[EXERCISE GOAL] Revise the data below by changing "green moss" to "moss patch" and leaving everything else unchanged. Omit the pictures from your answer.

[RECORDS SUPPLIED]
--- start ---

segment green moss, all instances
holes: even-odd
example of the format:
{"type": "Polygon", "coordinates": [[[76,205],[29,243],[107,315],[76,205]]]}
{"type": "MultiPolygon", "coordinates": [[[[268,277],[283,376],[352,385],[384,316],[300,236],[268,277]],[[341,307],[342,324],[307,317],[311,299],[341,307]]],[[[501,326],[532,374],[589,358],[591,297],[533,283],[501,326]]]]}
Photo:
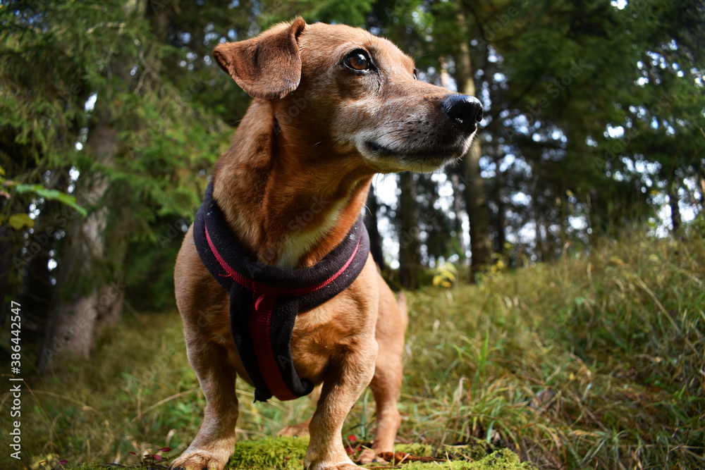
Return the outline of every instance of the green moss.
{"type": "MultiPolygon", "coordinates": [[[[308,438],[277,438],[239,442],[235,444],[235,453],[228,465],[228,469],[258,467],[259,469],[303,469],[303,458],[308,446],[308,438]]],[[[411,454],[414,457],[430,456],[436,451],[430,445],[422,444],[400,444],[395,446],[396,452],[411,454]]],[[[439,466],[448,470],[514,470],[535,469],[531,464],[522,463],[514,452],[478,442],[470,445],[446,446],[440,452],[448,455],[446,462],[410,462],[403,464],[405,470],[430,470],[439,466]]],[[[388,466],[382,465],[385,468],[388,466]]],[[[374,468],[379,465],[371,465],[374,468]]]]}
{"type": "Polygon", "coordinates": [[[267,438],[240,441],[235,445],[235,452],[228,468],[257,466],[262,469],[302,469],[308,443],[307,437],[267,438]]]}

--- end ---

[THE RESPONSE]
segment moss patch, all instances
holes: even-odd
example of the format:
{"type": "Polygon", "coordinates": [[[76,205],[29,243],[107,315],[76,205]]]}
{"type": "MultiPolygon", "coordinates": [[[[268,277],[283,376],[352,385],[384,316],[300,236],[268,277]],[[341,307],[342,324],[307,317],[311,299],[341,307]]],[[[501,326],[532,374],[589,358],[591,297],[533,283],[501,326]]]]}
Photo:
Return the outline of every instance of the moss patch.
{"type": "MultiPolygon", "coordinates": [[[[308,438],[277,438],[239,442],[235,444],[235,453],[228,465],[228,469],[258,467],[259,469],[303,469],[303,458],[308,446],[308,438]]],[[[411,454],[414,457],[430,456],[436,451],[430,445],[422,444],[400,444],[395,446],[396,452],[411,454]]],[[[439,466],[448,470],[514,470],[535,469],[531,464],[522,463],[514,452],[478,442],[470,445],[446,446],[440,452],[448,455],[446,462],[410,462],[403,464],[405,470],[430,470],[439,466]]],[[[388,466],[382,465],[385,468],[388,466]]],[[[374,468],[379,465],[371,465],[374,468]]]]}
{"type": "Polygon", "coordinates": [[[267,438],[240,441],[235,445],[235,452],[228,468],[257,466],[262,469],[302,469],[308,443],[307,437],[267,438]]]}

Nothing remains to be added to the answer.